- PROBLEM TO WORK ON: Every record must appear in your reply exactly as written.

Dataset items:
--
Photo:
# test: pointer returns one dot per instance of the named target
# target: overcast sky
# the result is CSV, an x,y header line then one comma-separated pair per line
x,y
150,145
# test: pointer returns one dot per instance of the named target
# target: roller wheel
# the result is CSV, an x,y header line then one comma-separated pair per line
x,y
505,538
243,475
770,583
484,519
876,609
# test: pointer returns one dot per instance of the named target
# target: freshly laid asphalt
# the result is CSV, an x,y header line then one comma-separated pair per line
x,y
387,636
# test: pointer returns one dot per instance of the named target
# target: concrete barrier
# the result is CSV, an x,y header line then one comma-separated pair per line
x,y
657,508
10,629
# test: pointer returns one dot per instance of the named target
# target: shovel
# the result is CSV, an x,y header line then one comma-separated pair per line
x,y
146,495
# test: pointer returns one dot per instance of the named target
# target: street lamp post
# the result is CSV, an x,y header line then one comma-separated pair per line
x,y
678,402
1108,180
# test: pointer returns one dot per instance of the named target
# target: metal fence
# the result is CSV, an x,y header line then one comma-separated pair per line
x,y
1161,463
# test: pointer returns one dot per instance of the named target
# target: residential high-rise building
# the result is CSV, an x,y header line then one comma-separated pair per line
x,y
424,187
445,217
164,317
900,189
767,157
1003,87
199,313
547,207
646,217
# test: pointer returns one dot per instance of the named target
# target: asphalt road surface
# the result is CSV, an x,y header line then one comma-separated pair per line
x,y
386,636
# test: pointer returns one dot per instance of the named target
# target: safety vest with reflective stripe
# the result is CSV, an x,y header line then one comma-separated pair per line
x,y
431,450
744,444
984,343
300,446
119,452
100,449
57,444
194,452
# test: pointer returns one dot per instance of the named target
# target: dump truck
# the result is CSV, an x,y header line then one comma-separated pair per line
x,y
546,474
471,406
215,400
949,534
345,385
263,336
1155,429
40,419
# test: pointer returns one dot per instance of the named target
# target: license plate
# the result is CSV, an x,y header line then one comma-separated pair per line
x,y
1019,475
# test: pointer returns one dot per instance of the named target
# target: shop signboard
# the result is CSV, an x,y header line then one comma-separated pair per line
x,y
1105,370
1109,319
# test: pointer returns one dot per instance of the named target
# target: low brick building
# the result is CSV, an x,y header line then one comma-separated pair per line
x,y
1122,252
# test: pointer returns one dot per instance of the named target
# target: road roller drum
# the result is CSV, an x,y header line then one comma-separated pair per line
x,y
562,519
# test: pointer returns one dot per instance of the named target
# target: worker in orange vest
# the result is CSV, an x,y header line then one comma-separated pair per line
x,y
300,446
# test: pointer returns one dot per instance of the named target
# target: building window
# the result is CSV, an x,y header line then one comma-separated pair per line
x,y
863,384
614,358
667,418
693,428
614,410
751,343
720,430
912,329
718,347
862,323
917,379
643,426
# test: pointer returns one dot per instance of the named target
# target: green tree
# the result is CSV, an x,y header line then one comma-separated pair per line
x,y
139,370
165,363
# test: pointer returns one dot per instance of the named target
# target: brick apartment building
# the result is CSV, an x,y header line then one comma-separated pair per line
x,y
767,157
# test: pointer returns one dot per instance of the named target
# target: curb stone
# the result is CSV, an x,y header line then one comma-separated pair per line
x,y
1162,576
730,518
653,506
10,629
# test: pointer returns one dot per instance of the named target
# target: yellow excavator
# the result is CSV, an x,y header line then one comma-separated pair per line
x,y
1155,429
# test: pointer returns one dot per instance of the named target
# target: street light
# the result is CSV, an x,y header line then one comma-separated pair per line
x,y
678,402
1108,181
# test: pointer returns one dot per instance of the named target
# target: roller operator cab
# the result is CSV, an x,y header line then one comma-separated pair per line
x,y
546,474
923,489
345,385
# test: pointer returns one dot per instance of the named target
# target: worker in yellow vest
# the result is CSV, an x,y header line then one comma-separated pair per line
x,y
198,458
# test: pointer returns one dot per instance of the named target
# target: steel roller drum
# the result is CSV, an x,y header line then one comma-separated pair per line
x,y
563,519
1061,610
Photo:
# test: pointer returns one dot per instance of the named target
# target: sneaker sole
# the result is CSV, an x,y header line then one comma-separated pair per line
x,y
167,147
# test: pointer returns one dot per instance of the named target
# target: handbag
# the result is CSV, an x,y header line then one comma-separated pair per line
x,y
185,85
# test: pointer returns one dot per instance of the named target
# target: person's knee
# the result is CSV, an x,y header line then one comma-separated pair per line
--
- WRITTEN RESPONSE:
Photo:
# test: pointer returns one dot per instance of the named target
# target: overcast sky
# the result is CSV, an x,y header line then one comma-separated pair per line
x,y
150,145
# test: pointer returns one dot per instance of the named target
# target: roller wheel
# the result is CSV, an x,y header line then one comma-separated pair per line
x,y
505,538
243,475
770,583
484,519
876,609
# test: pointer returns one dot per instance of the named target
# target: freshly laid asphalt
# the result is CSV, an x,y header line then one comma-separated pair per line
x,y
387,636
# test: pointer returns one dot per instance of the named target
# target: concrete barrier
# the result is CSV, an x,y header line then one comma-separated pair per line
x,y
657,508
10,629
# test: pointer returns one dot per instance of the named target
# target: shovel
# the result is CSV, an x,y header line then one comma-separated pair per line
x,y
146,495
# test: pointer returns one dot per instance of the named target
# target: street lamp post
# the result is CSV, an x,y header line then one comma-separated pair per line
x,y
678,402
1108,180
# test: pointer returns one dot per instance of the named target
# target: metal fence
# the result is CSV, an x,y header line then one comma-separated pair per line
x,y
1161,463
# test: pointer returns one dot per instance of the named target
# target: residential high-rise building
# the result is CSV, an x,y header line then one comma-separated pair per line
x,y
424,187
445,217
164,317
900,189
767,157
1003,87
199,313
547,207
646,217
# test: pointer returns one dot per instance of the named target
# target: asphalt road surface
# the result is CSV, an x,y header line then one comma-separated pair per line
x,y
386,636
# test: pointer returns one dot per instance of the named target
# target: safety vest with reflective stripe
# the result is CSV, an x,y header line then one comma-separated pair per line
x,y
431,450
744,444
984,343
300,446
119,452
100,449
57,444
194,452
# test: pointer returns one dot per instance of the named target
# target: dump truck
# the result is CSV, an x,y header line then one comma-separated pair per line
x,y
546,474
471,406
215,400
949,534
345,385
263,336
1155,429
40,419
# test: pointer returns one dot per instance of the named target
# target: license plate
# the result is CSV, an x,y header line then one comma-separated pair per line
x,y
1019,475
# test: pointer returns one dot per instance of the named target
# target: shop signboard
# the result is CSV, an x,y header line then one comma-separated pair per line
x,y
1105,370
1109,319
# test: pointer returns one dot per instance of the named target
# target: low brick building
# the result is CSV, an x,y header line then one comma-separated pair per line
x,y
1122,252
# test: pointer returns one dot per instance of the named target
# target: road roller drum
# the result is CSV, an x,y header line then one comma-separated pair per line
x,y
562,519
# test: pointer returns one dot per instance of the named target
# target: worker in orange vest
# the result is CSV, an x,y header line then one comma-separated pair per line
x,y
300,446
# test: pointer returns one dot per instance of the named target
# target: building window
# the result is CSV, an x,y header line then one comma-separated pair per line
x,y
863,384
614,358
667,418
693,428
614,410
751,343
720,430
912,329
718,347
862,323
917,379
643,426
# test: pointer returns one dot per instance of the named target
# target: green tree
# the result is CSV, an x,y header line then one comma-separated pair per line
x,y
139,370
165,363
# test: pointer returns one dot per instance of the named target
# target: brick apartment building
# the result is CSV, an x,y header line then one comma-separated pair per line
x,y
767,157
# test: pointer returns one dot per instance of the named target
# target: curb stone
# the result is CSV, an x,y header line then one comma-separated pair per line
x,y
1162,576
730,518
653,506
10,629
# test: pointer returns one dot per instance of the named target
# target: yellow excavator
# the result is CSV, an x,y header line then one comma-separated pair per line
x,y
1155,429
# test: pointer returns one dot per instance of the named target
# target: street light
# the result is CSV, an x,y header line then one comma-separated pair per line
x,y
678,402
1108,181
# test: pointer returns one dot per instance of the named target
# target: roller operator cab
# the result is CSV, an x,y header line then one comma-separated pair per line
x,y
546,474
923,489
345,385
# test: pointer returns one dot per instance of the named target
# target: worker in yellow vest
# the result is CSV, an x,y header line then one comma-separated pair per line
x,y
198,458
# test: pointer returns one dot per instance of the named target
# target: steel roller drum
# the result is CSV, an x,y header line then one comma-separated pair per line
x,y
563,519
1061,610
Photo:
# test: pointer returns one dot per instance of the named target
# target: sneaker sole
# the result is CSV, an x,y header line then one comma-separated pair per line
x,y
167,147
# test: pointer returns one dot per instance of the named target
# target: handbag
# the result is CSV, an x,y header line then one comma-separated pair per line
x,y
185,85
# test: pointer returns one dot per instance of the named target
# target: person's knee
# the result is CSV, an x,y header line then one comma-separated pair per line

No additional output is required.